(Excerpts from a detection dataset)
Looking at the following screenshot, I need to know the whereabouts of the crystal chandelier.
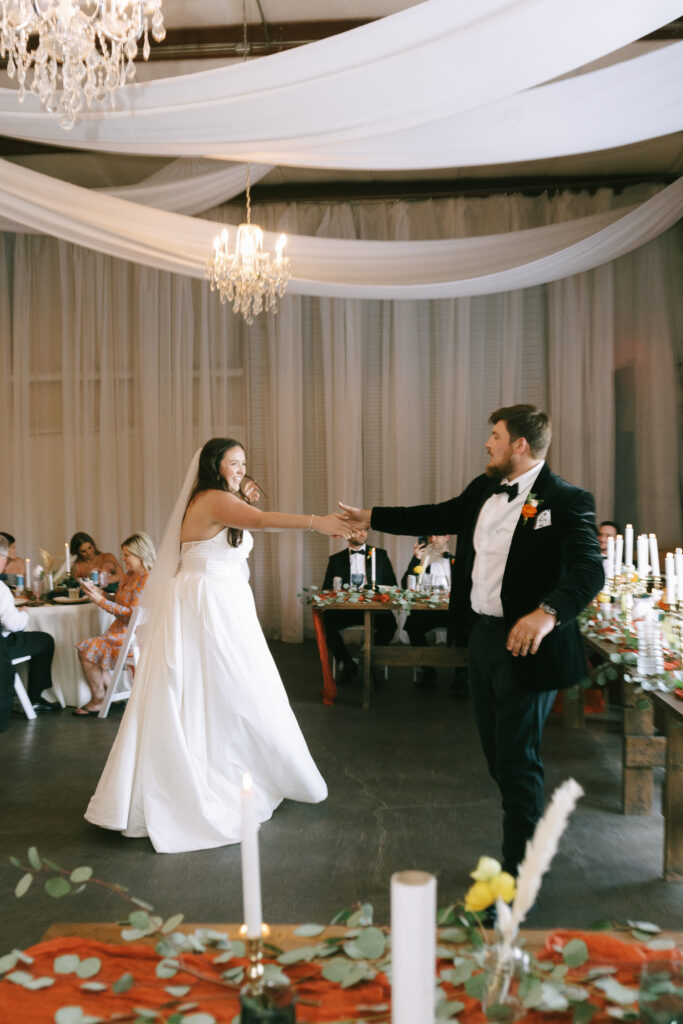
[206,165,292,324]
[0,0,166,129]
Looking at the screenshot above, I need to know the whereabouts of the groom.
[342,406,604,874]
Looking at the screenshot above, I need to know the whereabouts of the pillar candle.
[614,534,624,575]
[605,537,614,580]
[391,871,436,1024]
[241,771,262,939]
[624,522,633,565]
[665,551,676,604]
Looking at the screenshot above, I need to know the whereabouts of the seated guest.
[74,534,157,717]
[71,534,124,586]
[0,536,60,732]
[0,529,25,588]
[400,534,467,696]
[323,529,396,683]
[598,519,622,558]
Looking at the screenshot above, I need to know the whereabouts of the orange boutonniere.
[522,490,543,525]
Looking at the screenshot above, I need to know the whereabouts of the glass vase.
[481,942,529,1019]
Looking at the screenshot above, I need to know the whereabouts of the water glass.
[636,618,664,676]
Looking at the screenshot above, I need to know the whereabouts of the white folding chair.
[97,607,142,718]
[12,654,36,719]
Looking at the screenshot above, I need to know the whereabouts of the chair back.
[97,605,142,718]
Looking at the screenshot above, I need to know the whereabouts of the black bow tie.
[493,483,518,502]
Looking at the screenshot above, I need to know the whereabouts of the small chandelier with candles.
[206,172,292,324]
[0,0,166,129]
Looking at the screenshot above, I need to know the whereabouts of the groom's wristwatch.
[539,601,560,626]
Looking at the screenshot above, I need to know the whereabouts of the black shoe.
[337,658,358,686]
[418,665,436,689]
[451,669,470,699]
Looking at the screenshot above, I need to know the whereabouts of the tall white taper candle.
[391,871,436,1024]
[242,771,263,939]
[614,534,624,575]
[664,551,676,605]
[638,534,650,580]
[624,522,633,565]
[605,537,614,580]
[674,548,683,601]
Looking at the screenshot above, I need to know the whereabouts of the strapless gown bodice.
[178,529,254,575]
[85,530,328,853]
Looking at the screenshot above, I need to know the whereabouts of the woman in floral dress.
[74,534,157,717]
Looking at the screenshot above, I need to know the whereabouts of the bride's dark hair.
[185,437,258,548]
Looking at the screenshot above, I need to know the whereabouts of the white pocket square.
[533,509,551,529]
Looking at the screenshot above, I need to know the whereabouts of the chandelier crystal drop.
[0,0,166,129]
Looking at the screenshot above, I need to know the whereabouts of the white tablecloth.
[27,602,114,708]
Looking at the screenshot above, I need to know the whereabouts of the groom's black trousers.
[468,615,556,874]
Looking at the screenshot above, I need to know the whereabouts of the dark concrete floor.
[0,643,683,952]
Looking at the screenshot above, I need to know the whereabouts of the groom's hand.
[507,608,557,657]
[337,502,373,529]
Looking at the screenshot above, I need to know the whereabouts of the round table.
[26,601,114,708]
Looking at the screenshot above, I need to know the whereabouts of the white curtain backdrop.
[0,186,683,640]
[0,161,683,299]
[0,0,680,159]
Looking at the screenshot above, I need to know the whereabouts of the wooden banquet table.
[0,923,683,1024]
[311,592,467,709]
[25,601,114,708]
[584,636,683,882]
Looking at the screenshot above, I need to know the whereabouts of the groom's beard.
[484,459,515,480]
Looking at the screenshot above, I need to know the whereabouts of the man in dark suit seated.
[323,528,396,683]
[342,406,604,874]
[0,537,60,732]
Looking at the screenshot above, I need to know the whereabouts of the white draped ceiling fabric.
[0,0,680,159]
[0,0,683,640]
[0,161,683,300]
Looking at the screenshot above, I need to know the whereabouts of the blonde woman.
[74,534,157,718]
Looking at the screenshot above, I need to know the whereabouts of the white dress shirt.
[0,580,29,637]
[348,547,368,583]
[471,459,545,617]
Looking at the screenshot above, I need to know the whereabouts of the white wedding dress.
[85,530,328,853]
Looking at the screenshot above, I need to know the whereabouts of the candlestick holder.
[240,925,296,1024]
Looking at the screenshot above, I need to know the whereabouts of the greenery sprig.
[0,847,676,1024]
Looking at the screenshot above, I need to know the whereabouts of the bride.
[85,437,349,853]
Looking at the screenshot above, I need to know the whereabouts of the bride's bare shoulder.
[180,490,229,544]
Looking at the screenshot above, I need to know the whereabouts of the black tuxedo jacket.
[400,551,456,590]
[323,544,399,590]
[372,464,604,690]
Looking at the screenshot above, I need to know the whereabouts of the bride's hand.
[312,512,353,541]
[337,502,373,529]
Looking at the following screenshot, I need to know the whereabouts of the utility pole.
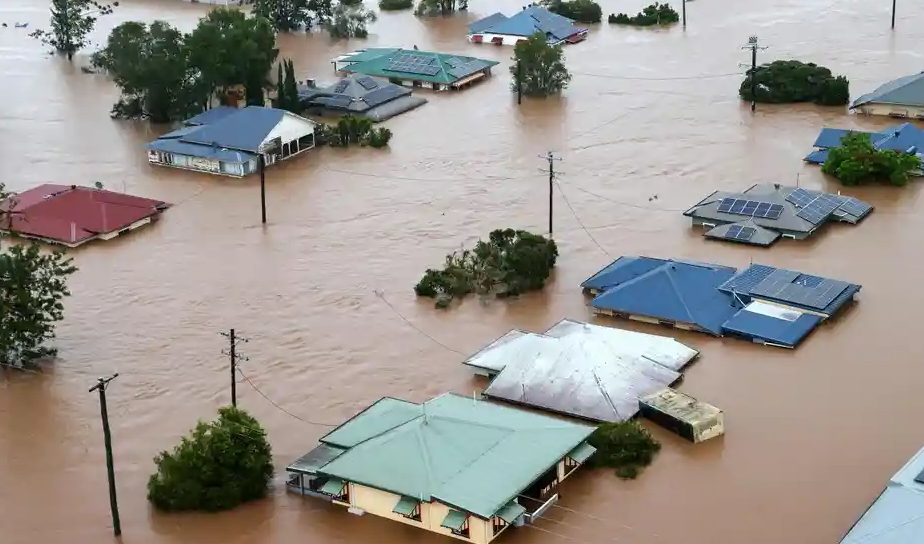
[220,329,250,408]
[90,373,122,536]
[742,36,766,112]
[539,151,561,236]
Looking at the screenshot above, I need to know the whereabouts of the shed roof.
[850,72,924,109]
[472,320,698,421]
[319,394,594,519]
[582,257,737,336]
[841,449,924,544]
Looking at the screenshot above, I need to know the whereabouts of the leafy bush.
[738,60,850,106]
[821,133,921,187]
[414,229,558,308]
[545,0,603,24]
[588,420,661,480]
[379,0,414,11]
[606,2,680,26]
[148,406,273,512]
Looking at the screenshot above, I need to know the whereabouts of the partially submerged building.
[581,256,861,348]
[298,74,427,123]
[850,72,924,119]
[803,123,924,176]
[463,319,698,422]
[841,449,924,544]
[0,184,170,247]
[683,184,873,247]
[286,394,595,544]
[331,48,500,91]
[148,106,315,177]
[468,5,587,45]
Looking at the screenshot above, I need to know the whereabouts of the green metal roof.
[340,49,500,84]
[319,394,594,519]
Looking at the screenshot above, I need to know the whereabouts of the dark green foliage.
[0,183,77,368]
[510,32,571,97]
[148,406,273,512]
[821,133,921,187]
[414,0,468,17]
[545,0,603,24]
[587,420,661,479]
[29,0,119,60]
[379,0,414,11]
[414,229,558,308]
[606,2,680,26]
[738,60,850,106]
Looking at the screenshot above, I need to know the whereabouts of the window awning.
[440,509,468,531]
[321,478,344,497]
[496,502,526,523]
[568,442,597,463]
[392,497,420,516]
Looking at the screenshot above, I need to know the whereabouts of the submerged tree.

## Short exercise
Copy the listing over exactly, skipping the pictures it holds.

## Solution to this problem
Looking at the following screenshot, I need to know the whereabouts of the crystal chandelier.
[206,165,292,324]
[0,0,166,129]
Looking at the screenshot above, I need to know the whereabouts of the groom.
[342,406,604,874]
Looking at the screenshot above, I need to know the whereabouts of the pillar candle.
[614,534,624,575]
[605,537,614,580]
[391,871,436,1024]
[241,771,262,939]
[624,522,633,565]
[665,551,676,604]
Looking at the screenshot above, I need to know the whereabouts of the seated guest.
[74,534,157,717]
[71,534,124,586]
[0,536,60,732]
[0,529,25,588]
[400,534,467,696]
[323,529,396,683]
[598,519,622,558]
Looking at the screenshot above, I need to know the whereabouts of the orange boutonniere.
[522,490,543,525]
Looking at the screenshot above, I need to know the whereabouts of the glass vase.
[481,942,529,1019]
Looking at the screenshot above, I need to know the whereabouts of the water glass.
[636,618,664,676]
Looking at the screenshot above, I need to know the whereabouts of the white folding chair.
[97,607,142,718]
[12,654,36,719]
Looking at the screenshot above, I need to know the whereabouts of the chair back.
[97,605,142,718]
Looking at the screenshot above, I need to know the whereabouts of the black bow tie.
[493,483,518,502]
Looking at the screenshot above, I need to know the whereabouts of the small chandelier with candles.
[206,172,292,324]
[0,0,166,129]
Looking at the screenshot above, I need to know the whereabouts of the groom's wristwatch.
[539,601,560,626]
Looking at the screenshot above, I need to know the whereabouts of the black shoe.
[337,658,358,686]
[418,665,436,689]
[451,669,470,699]
Looking at the screenshot above, I need to know the whereabouts of the tall white taper candle.
[391,871,436,1024]
[242,771,263,939]
[614,534,624,575]
[664,551,676,605]
[638,534,650,580]
[624,522,633,565]
[605,537,614,580]
[674,548,683,601]
Looking at the screenshot above, I need to know the whereabouts of the strapless gown bodice.
[178,529,254,575]
[85,530,328,853]
Looking at the screenshot above, I need to know the whereabouts of the woman in floral dress.
[74,534,157,717]
Looking at the screenshot above, I need to know the whereabouts of the bride's dark hair.
[185,437,258,548]
Looking at the screenshot above, I need to know the whereabouts of the white pocket square.
[533,509,551,529]
Looking at the screenshot above, I need to know the whereabouts of the chandelier crystal drop.
[0,0,166,129]
Looking at the screenshot above, I need to know the whereabouts of the white tablecloth.
[27,602,114,708]
Looking at the screenshot above, I need to know the whereabouts of the groom's black trousers.
[468,615,556,874]
Looking at the screenshot above, I need to know the whereabouts of the dark concrete floor.
[0,643,683,952]
Looking at the screenshot above, I need to know the whereabouts of the groom's hand.
[507,608,557,657]
[337,502,373,529]
Looking at the screenshot above, I need to know the whereabouts of the round table.
[26,601,114,708]
Looking at the screenshot above, I need to know the whereabouts of the white curtain backdrop.
[0,186,683,640]
[0,161,683,299]
[0,0,680,159]
Looking at the screenshot above, I need to know the whereabouts of the wooden banquet table.
[0,923,683,1024]
[311,592,467,709]
[25,601,114,708]
[584,636,683,882]
Looking at the screenshot above, I need to know the whereabouts of the groom's beard.
[484,459,515,480]
Looking at the screenshot above, I need to know the whereabouts of the man in dark suit seated.
[323,528,396,683]
[342,406,604,874]
[0,537,60,732]
Looking at the screenshot above, I need to know the whereabouts of the white draped ceiling fabric.
[0,0,680,159]
[0,0,683,640]
[0,161,683,300]
Looking at the screenshot above, I need to know the whereabouts of the blonde woman.
[74,534,157,718]
Looking at the screenshot above, I need to know the whereabouts of the white dress shirt.
[0,580,29,637]
[348,547,368,583]
[471,459,545,617]
Looking at the screenshot above, I need to know the whereabouts of the white wedding dress.
[85,530,328,853]
Looking at the screenshot above, I need to know the whereabouts of the candlestick holder.
[240,925,296,1024]
Looking at the screenshot above, I need to know the whereabouts of the greenery sprig.
[0,847,676,1024]
Looking at the screenshot above, I need to know the whereabouts of the bride.
[85,437,349,853]
Looking at the screenshot above, I need to know the whereabouts of the bride's bare shoulder.
[180,490,229,544]
Looking at the screenshot above, I need to know the whereabouts of the black tuxedo jacket.
[400,551,456,590]
[323,544,399,590]
[372,464,604,690]
Looking at the screenshot above, I need to know the whereabouts of the bride's hand.
[312,512,353,541]
[337,502,373,529]
Looking at the following screenshot, I need to know the whereabouts of the utility pole.
[220,329,250,408]
[90,373,122,536]
[742,36,766,112]
[539,151,561,236]
Looking at the screenshot above, I need to know the whereabouts of the shed roof.
[850,72,924,109]
[472,320,698,421]
[319,394,594,519]
[582,257,737,336]
[841,449,924,544]
Looking at the screenshot above, I need to know the whereabouts of the leafy bush.
[738,60,850,106]
[821,133,921,187]
[414,229,558,308]
[545,0,603,24]
[588,420,661,480]
[379,0,414,11]
[606,2,680,26]
[148,406,273,512]
Looking at the screenshot above, I need to know the whereabouts of the partially submerged building.
[581,256,861,348]
[298,74,427,123]
[850,72,924,119]
[803,123,924,176]
[463,319,698,422]
[841,449,924,544]
[0,184,170,247]
[683,184,873,247]
[286,394,595,544]
[331,48,500,91]
[148,106,315,177]
[468,5,587,45]
Looking at the screenshot above, I need to know the whereabouts of the green metal roof.
[340,49,500,84]
[319,394,594,519]
Looking at the screenshot above, I need to know the whereabouts of the dark green foliage.
[0,183,77,368]
[510,32,571,97]
[148,406,273,512]
[821,133,921,187]
[414,0,468,17]
[545,0,603,24]
[587,420,661,479]
[29,0,119,60]
[379,0,414,11]
[414,229,558,308]
[606,2,680,26]
[738,60,850,106]
Looking at the screenshot above, I need to know the whereabouts of the window awning.
[440,509,468,531]
[321,478,344,497]
[496,502,526,523]
[568,442,597,463]
[392,497,420,516]
Looking at the screenshot above, I need to know the whereabouts of the submerged tree.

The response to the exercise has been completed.